> Items stored from a collection:
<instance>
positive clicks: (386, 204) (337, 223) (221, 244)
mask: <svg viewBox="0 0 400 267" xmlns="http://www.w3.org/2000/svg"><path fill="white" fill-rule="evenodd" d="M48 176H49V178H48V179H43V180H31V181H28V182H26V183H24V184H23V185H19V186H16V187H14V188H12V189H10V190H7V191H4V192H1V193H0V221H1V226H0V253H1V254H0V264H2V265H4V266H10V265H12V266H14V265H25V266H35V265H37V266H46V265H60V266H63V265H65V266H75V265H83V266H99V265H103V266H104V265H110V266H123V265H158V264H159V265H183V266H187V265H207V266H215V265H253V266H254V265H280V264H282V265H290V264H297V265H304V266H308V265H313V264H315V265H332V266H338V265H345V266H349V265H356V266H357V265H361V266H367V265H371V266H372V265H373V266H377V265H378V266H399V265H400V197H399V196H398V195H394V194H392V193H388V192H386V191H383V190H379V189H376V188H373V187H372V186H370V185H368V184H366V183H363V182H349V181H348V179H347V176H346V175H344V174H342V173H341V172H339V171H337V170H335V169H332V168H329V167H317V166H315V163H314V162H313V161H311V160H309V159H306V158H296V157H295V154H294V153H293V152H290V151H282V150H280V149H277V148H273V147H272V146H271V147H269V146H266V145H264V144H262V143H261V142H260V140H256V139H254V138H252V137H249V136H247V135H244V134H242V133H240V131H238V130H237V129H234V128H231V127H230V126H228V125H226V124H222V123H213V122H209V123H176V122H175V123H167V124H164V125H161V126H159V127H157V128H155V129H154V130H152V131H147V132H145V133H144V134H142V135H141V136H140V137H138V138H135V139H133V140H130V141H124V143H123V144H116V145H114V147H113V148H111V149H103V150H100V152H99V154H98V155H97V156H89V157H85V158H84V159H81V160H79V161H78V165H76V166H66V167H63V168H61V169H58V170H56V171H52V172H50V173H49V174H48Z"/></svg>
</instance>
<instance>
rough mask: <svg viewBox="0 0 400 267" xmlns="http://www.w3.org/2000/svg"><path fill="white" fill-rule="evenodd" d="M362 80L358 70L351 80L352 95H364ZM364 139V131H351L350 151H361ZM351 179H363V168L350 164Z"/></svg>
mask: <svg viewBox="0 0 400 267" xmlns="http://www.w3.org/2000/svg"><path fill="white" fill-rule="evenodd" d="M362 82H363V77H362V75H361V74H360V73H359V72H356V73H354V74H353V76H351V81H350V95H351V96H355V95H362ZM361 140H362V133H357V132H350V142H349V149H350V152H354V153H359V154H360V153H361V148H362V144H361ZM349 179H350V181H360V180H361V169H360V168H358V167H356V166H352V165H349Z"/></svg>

> Task objective: Reproduce all of the records above line for line, changing nothing.

> Your solution:
<instance>
positive clicks: (386, 204) (337, 223) (221, 244)
mask: <svg viewBox="0 0 400 267" xmlns="http://www.w3.org/2000/svg"><path fill="white" fill-rule="evenodd" d="M48 176H49V178H48V179H43V180H31V181H28V182H26V183H24V184H23V185H19V186H16V187H14V188H12V189H10V190H7V191H4V192H1V193H0V221H1V226H0V253H1V254H0V264H2V265H4V266H10V265H12V266H14V265H25V266H35V265H37V266H46V265H60V266H63V265H65V266H75V265H83V266H99V265H103V266H104V265H110V266H123V265H158V264H159V265H183V266H187V265H207V266H215V265H253V266H254V265H280V264H282V265H290V264H297V265H304V266H308V265H313V264H315V265H332V266H338V265H345V266H349V265H356V266H357V265H361V266H367V265H371V266H372V265H373V266H377V265H378V266H399V265H400V197H399V196H398V195H394V194H392V193H388V192H386V191H383V190H379V189H376V188H373V187H372V186H370V185H368V184H366V183H363V182H349V181H348V179H347V176H346V175H344V174H342V173H341V172H339V171H337V170H335V169H332V168H329V167H317V166H315V163H314V162H313V161H311V160H309V159H306V158H296V157H295V154H294V153H293V152H290V151H282V150H280V149H277V148H273V147H272V146H271V147H269V146H266V145H264V144H262V143H261V142H260V140H256V139H254V138H252V137H249V136H247V135H244V134H242V133H240V131H238V130H237V129H234V128H231V127H230V126H228V125H226V124H222V123H213V122H209V123H176V122H175V123H167V124H164V125H161V126H159V127H157V128H155V129H154V130H152V131H147V132H145V133H144V134H142V135H141V136H140V137H138V138H135V139H133V140H130V141H124V143H123V144H116V145H114V147H113V148H111V149H103V150H100V152H99V154H98V155H97V156H89V157H85V158H84V159H81V160H79V161H78V165H76V166H66V167H63V168H61V169H58V170H56V171H52V172H50V173H49V174H48Z"/></svg>
</instance>
<instance>
rough mask: <svg viewBox="0 0 400 267" xmlns="http://www.w3.org/2000/svg"><path fill="white" fill-rule="evenodd" d="M362 80L358 70L351 80L352 95H364ZM364 139V131H351L350 151H361ZM351 179H363V168L350 164Z"/></svg>
mask: <svg viewBox="0 0 400 267" xmlns="http://www.w3.org/2000/svg"><path fill="white" fill-rule="evenodd" d="M362 82H363V77H362V75H361V74H360V73H359V72H356V73H354V74H353V76H351V81H350V95H351V96H355V95H362ZM361 140H362V133H357V132H350V142H349V149H350V152H354V153H359V154H360V153H361V148H362V144H361ZM349 179H350V181H360V180H361V169H360V168H358V167H356V166H352V165H349Z"/></svg>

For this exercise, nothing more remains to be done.